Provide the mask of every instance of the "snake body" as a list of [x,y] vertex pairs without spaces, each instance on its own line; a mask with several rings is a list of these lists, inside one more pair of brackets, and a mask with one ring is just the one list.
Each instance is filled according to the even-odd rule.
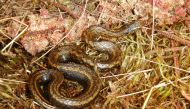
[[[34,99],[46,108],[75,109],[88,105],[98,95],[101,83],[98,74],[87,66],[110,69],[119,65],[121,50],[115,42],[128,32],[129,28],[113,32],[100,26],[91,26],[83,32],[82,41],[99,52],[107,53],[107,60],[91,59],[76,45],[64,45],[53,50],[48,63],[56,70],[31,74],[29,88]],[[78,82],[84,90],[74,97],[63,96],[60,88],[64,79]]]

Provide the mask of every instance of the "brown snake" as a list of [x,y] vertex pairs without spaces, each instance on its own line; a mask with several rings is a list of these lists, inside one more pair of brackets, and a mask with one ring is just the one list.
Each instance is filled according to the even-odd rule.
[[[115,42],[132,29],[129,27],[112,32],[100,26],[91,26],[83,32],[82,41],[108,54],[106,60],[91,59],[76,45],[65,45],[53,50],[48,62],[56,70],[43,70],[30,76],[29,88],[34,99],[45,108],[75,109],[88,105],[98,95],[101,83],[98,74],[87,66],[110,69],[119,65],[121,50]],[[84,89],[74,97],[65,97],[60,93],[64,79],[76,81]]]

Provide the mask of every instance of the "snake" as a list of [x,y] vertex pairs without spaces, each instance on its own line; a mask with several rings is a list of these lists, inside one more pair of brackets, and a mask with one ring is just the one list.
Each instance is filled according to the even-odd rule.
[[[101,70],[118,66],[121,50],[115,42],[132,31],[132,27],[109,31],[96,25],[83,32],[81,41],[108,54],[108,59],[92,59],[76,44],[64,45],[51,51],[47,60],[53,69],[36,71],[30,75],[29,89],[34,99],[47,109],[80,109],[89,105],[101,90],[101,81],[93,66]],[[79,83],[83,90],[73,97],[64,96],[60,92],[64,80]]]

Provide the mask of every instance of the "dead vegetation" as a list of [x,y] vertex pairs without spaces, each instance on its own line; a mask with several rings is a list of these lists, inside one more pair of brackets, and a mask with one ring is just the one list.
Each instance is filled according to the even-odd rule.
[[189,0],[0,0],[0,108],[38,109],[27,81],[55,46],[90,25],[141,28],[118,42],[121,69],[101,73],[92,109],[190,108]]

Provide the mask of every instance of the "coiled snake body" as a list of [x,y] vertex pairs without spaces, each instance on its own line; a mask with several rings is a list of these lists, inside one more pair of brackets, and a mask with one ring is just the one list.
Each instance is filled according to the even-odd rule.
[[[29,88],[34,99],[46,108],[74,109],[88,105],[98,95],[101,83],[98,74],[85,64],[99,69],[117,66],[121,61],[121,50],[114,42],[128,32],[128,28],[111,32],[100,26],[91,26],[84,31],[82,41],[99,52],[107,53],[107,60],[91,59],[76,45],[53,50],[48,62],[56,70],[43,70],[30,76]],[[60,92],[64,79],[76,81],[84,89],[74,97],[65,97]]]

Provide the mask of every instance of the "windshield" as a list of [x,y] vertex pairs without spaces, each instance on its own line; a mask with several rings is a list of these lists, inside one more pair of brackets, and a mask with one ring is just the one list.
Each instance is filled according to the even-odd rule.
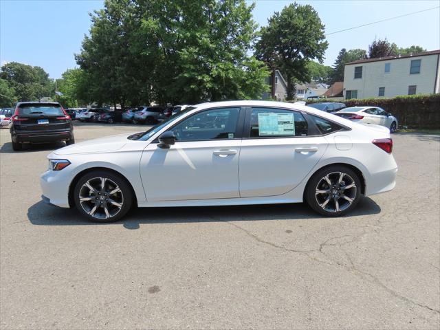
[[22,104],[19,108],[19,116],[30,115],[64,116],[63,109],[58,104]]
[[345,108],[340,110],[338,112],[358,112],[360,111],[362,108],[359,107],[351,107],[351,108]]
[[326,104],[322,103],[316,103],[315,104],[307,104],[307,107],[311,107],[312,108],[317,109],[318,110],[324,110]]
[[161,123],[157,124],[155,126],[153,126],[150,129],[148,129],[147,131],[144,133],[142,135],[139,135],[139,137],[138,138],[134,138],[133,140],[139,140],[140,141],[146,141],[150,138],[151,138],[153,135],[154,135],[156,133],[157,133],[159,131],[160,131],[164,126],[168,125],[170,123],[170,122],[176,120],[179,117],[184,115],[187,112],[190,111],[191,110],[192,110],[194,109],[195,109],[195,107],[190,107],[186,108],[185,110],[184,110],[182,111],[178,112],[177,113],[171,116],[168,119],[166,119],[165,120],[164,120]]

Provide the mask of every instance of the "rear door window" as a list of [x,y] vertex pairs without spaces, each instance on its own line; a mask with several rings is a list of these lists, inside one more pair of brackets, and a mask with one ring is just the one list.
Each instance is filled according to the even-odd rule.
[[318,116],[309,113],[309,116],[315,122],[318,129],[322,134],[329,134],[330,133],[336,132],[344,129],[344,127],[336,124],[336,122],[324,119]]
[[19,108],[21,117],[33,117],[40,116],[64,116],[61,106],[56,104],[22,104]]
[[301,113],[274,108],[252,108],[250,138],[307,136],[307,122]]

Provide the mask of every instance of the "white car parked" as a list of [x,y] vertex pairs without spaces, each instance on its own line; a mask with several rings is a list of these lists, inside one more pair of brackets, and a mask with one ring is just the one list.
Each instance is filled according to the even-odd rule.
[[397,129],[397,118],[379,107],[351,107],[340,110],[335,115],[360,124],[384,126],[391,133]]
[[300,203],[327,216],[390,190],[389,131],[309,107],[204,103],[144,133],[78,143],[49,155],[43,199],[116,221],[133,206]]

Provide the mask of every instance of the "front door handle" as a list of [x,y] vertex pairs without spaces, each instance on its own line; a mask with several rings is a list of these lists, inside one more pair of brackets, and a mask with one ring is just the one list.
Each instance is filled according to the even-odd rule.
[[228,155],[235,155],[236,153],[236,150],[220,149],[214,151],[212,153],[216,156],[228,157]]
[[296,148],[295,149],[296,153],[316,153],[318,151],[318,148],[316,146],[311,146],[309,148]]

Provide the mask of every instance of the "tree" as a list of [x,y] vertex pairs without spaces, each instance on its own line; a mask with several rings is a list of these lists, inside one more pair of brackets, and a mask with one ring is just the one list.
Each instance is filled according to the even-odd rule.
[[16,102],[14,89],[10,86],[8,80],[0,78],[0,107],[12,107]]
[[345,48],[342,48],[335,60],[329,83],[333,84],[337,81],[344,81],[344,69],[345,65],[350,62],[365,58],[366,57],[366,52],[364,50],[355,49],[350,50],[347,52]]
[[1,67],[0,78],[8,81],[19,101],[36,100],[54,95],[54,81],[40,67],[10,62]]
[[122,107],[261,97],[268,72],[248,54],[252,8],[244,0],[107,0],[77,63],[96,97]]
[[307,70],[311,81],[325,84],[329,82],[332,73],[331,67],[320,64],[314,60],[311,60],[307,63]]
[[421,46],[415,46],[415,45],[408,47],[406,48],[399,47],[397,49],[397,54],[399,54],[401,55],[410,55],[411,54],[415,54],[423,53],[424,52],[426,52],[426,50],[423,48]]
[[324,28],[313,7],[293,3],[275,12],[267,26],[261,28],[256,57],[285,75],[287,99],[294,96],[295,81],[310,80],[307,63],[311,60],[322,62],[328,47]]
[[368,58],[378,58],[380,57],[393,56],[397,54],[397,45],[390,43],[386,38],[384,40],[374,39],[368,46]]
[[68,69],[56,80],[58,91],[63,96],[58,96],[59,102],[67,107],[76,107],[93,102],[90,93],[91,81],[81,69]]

...

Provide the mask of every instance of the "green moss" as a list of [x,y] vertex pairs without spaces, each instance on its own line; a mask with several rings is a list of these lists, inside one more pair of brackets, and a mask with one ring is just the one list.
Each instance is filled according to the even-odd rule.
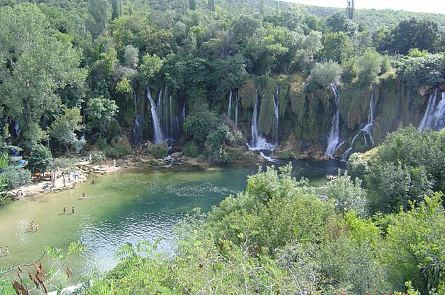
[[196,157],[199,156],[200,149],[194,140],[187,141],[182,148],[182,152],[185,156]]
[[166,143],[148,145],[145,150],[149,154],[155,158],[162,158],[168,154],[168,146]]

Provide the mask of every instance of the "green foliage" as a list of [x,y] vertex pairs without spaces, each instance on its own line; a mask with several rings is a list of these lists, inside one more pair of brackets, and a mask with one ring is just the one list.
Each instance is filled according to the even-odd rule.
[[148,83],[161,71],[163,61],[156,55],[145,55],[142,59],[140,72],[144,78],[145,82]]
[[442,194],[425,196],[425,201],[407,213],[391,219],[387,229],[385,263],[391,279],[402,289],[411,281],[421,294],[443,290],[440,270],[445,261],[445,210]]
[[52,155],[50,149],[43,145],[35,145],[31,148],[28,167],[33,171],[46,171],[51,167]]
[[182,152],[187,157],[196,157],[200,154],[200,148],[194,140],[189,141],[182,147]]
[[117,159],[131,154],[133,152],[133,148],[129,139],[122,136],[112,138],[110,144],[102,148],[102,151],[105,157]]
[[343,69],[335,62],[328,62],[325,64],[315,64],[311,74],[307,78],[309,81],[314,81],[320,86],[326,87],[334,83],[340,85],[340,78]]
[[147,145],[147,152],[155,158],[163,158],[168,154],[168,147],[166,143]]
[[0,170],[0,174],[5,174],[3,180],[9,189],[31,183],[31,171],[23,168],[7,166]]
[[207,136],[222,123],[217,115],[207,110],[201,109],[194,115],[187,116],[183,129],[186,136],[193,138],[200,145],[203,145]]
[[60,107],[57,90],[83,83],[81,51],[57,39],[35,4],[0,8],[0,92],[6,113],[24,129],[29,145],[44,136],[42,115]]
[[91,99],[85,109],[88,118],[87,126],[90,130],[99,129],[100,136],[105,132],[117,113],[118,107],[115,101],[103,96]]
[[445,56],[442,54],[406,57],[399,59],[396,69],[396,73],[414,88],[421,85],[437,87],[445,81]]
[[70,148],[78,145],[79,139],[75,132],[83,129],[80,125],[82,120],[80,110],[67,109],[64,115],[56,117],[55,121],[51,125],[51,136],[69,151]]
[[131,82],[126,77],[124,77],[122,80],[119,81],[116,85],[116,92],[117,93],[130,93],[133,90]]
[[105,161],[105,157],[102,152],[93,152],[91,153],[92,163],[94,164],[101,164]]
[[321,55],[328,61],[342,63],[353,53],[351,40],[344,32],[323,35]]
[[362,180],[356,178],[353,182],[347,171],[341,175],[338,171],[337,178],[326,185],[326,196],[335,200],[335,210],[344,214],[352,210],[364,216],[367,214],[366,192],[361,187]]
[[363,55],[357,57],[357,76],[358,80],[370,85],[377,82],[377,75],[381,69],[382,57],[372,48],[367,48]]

...

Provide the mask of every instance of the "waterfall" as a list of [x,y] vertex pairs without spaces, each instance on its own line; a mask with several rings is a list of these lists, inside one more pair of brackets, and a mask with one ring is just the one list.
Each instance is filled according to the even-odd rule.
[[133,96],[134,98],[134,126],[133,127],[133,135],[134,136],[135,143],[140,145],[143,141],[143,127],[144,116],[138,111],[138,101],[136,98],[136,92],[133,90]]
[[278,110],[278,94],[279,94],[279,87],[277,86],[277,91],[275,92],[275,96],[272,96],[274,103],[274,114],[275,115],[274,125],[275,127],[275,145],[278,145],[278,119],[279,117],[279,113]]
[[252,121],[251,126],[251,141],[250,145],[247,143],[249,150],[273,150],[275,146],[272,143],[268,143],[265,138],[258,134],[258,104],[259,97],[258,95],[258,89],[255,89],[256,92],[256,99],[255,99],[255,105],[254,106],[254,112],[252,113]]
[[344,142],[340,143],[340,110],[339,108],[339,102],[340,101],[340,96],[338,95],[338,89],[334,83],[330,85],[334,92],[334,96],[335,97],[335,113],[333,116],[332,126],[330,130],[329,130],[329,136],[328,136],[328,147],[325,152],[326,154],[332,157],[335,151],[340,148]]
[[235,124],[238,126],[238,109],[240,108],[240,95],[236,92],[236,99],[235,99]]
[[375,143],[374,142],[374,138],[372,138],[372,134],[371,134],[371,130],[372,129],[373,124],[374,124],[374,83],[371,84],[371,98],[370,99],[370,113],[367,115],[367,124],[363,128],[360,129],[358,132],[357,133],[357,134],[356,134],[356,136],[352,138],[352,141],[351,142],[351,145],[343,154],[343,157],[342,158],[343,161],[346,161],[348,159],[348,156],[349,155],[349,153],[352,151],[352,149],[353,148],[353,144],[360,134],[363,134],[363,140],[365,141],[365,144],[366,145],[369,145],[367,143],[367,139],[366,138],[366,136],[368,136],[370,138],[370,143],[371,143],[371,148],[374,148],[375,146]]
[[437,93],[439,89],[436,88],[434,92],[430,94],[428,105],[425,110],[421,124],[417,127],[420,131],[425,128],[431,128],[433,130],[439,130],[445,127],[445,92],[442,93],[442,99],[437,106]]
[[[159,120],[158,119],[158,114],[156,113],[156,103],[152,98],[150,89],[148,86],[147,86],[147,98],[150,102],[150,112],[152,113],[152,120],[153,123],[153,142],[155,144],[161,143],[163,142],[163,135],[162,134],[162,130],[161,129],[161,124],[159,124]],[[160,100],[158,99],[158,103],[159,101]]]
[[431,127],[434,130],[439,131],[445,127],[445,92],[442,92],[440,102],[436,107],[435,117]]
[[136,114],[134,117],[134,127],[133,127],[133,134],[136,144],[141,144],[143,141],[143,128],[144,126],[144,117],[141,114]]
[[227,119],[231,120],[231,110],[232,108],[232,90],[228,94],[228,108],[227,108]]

__WRITTEN EXERCISE__. Extract each line above that contains the word "window", copying it in full.

__RESPONSE__.
Provide the mask of every instance of the "rear door window" as a list of [x,y] vertex pairs without spaces, each instance on its own line; a mask with several rings is a list of these lists, inside one more pair of brackets, and a mask with one ring is just the one list.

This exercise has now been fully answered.